### WHAT THE TASK ASKS:
Say how many lines in the entries contain "gloved", giving only the number.

### Entries taken from a collection:
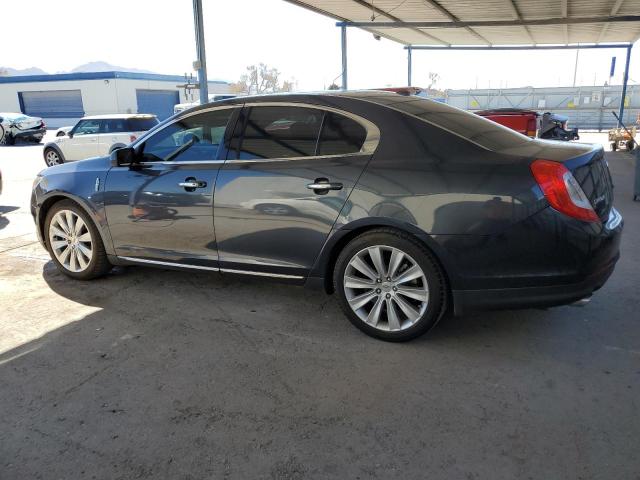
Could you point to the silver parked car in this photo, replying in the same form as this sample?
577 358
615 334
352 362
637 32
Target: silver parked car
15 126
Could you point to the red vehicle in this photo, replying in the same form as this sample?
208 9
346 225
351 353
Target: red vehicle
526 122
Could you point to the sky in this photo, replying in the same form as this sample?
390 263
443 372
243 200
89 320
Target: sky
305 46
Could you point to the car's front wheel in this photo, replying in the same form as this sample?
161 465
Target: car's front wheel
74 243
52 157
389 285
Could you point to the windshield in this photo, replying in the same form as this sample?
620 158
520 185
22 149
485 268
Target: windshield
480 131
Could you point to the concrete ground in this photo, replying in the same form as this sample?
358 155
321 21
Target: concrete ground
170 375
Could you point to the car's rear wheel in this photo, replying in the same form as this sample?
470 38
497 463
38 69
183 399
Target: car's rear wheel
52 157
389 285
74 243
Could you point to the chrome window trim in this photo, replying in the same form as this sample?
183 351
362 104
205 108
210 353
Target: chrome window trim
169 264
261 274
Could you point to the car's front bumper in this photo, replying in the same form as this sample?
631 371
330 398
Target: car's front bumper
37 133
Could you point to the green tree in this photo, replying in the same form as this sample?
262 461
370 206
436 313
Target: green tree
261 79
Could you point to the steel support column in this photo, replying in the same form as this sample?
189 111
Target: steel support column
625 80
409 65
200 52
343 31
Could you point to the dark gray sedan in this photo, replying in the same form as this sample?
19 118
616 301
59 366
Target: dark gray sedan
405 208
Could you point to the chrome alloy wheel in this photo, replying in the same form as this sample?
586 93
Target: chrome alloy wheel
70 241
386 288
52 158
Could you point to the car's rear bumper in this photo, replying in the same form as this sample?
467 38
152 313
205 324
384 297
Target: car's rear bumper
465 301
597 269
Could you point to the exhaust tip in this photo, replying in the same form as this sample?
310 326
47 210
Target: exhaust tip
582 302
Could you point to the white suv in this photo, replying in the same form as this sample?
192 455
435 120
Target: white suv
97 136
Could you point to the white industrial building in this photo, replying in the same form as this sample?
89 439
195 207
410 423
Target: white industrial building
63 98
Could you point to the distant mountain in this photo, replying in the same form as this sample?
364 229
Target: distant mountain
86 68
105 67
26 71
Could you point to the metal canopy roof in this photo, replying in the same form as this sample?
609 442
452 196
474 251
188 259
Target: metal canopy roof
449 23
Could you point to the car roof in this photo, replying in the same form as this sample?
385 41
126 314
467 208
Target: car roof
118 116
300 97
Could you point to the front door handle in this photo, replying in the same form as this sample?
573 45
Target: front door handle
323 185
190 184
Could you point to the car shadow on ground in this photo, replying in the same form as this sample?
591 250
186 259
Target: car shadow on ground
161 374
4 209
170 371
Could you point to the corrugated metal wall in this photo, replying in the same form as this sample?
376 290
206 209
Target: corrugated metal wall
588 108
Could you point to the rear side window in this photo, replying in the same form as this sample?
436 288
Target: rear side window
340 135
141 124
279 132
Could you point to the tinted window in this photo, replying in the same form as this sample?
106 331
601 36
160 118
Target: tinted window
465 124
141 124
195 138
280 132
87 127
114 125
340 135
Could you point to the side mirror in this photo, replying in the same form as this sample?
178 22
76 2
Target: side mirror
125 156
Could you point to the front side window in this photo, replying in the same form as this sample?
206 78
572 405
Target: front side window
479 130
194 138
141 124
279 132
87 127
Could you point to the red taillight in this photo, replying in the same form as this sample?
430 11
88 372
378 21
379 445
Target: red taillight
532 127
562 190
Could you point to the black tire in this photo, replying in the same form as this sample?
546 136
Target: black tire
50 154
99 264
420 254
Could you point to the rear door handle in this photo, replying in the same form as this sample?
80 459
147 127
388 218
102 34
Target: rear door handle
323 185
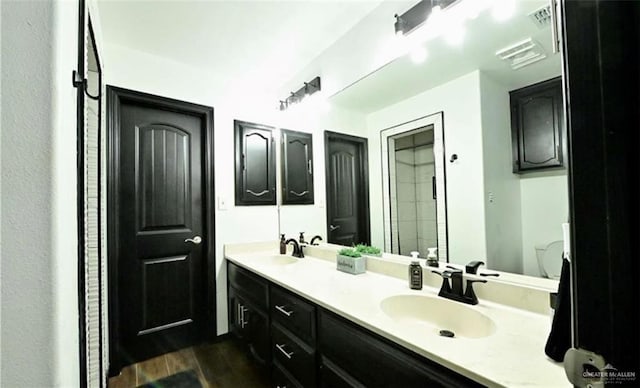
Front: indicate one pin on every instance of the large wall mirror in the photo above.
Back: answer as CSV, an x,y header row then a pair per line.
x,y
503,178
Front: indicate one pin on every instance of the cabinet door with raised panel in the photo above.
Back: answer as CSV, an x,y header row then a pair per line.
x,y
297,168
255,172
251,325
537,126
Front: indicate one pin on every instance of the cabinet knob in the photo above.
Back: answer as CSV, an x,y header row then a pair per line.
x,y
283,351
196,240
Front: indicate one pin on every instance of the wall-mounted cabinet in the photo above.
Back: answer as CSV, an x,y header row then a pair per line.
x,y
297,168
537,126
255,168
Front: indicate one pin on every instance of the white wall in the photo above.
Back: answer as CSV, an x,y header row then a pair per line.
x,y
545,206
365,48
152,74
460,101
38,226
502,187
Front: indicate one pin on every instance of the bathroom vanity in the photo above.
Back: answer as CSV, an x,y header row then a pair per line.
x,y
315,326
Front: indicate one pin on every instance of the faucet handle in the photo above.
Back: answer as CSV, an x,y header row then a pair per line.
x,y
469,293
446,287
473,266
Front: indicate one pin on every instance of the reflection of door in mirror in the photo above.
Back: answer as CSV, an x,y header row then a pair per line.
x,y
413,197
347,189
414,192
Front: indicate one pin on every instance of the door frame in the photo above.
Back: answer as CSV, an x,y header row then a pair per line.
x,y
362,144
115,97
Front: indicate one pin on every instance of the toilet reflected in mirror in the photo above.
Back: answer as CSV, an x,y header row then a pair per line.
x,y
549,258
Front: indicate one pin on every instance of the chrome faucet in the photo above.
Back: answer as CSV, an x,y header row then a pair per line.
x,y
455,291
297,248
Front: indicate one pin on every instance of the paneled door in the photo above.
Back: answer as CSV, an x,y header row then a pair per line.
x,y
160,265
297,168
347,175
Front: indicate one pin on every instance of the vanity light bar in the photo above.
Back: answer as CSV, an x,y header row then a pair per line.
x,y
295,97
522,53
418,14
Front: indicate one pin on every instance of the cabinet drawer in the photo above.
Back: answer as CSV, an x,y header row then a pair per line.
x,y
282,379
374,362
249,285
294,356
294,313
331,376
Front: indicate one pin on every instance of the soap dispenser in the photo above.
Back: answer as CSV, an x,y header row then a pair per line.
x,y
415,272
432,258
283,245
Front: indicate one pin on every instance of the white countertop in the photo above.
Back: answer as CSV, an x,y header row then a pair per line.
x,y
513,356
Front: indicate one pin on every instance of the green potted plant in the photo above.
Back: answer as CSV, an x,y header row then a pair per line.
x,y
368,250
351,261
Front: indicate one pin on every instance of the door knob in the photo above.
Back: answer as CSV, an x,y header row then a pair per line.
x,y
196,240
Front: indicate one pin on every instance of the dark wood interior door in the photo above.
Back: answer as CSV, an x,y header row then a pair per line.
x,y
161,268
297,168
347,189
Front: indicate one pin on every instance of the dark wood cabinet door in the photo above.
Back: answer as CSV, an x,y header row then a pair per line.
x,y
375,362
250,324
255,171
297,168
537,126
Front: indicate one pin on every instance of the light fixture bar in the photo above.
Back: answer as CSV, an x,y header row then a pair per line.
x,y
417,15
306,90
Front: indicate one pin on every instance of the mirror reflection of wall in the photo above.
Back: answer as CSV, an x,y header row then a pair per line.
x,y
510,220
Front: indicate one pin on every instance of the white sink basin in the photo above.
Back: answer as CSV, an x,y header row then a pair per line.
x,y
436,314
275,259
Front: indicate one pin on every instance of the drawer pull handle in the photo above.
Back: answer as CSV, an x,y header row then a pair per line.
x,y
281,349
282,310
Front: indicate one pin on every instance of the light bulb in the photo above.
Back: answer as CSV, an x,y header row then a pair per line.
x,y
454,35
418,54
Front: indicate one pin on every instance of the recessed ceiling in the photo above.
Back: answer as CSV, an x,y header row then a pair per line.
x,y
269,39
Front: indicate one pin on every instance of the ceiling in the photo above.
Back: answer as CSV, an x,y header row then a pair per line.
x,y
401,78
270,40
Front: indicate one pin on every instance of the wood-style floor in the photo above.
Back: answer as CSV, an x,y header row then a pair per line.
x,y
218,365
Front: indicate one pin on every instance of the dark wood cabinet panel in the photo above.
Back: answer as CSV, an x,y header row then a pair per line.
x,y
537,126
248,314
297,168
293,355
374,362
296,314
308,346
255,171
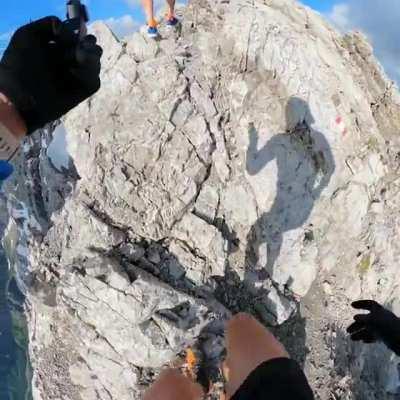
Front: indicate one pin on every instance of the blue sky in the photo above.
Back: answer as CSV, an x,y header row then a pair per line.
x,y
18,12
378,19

==

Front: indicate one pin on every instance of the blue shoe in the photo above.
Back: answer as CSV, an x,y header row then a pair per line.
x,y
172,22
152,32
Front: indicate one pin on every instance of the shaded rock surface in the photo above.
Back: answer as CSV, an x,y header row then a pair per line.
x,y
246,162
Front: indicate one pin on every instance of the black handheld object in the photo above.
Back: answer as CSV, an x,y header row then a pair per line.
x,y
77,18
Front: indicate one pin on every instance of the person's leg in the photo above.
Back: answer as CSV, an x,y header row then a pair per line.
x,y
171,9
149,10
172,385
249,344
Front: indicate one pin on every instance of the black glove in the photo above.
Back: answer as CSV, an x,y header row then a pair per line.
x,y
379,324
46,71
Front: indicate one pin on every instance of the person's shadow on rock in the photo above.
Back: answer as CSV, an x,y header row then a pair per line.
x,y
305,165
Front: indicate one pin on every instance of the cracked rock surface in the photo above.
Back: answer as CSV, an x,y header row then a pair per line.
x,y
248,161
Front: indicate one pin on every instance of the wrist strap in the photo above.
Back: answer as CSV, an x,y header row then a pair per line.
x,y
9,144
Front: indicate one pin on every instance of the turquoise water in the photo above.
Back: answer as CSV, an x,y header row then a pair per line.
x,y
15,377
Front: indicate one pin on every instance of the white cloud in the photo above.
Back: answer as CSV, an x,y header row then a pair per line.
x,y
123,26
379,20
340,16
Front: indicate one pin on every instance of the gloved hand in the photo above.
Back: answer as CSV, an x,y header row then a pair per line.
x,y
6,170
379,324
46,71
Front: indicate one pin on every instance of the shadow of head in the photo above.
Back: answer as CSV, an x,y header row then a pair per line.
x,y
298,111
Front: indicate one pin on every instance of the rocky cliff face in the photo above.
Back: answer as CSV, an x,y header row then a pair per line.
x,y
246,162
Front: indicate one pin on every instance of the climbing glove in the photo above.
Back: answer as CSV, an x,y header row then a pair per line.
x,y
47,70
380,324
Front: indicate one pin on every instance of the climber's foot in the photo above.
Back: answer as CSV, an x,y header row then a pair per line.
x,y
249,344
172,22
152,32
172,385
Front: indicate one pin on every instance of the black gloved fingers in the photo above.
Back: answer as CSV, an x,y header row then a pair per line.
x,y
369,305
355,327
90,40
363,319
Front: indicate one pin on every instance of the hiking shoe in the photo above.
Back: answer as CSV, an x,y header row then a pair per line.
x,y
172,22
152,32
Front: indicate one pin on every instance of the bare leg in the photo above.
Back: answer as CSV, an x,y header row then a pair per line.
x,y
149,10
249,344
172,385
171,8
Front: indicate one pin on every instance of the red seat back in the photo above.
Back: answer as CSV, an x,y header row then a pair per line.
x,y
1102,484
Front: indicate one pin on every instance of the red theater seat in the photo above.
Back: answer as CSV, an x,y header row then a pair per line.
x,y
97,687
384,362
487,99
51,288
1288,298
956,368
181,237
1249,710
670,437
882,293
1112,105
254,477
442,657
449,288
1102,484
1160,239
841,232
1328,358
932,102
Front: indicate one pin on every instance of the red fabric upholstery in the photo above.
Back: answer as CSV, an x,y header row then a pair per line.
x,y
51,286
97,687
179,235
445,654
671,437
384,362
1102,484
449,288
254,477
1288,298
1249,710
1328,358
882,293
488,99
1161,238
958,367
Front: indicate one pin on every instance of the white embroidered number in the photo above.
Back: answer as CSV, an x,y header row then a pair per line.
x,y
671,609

### THE COMPLETED TASK:
2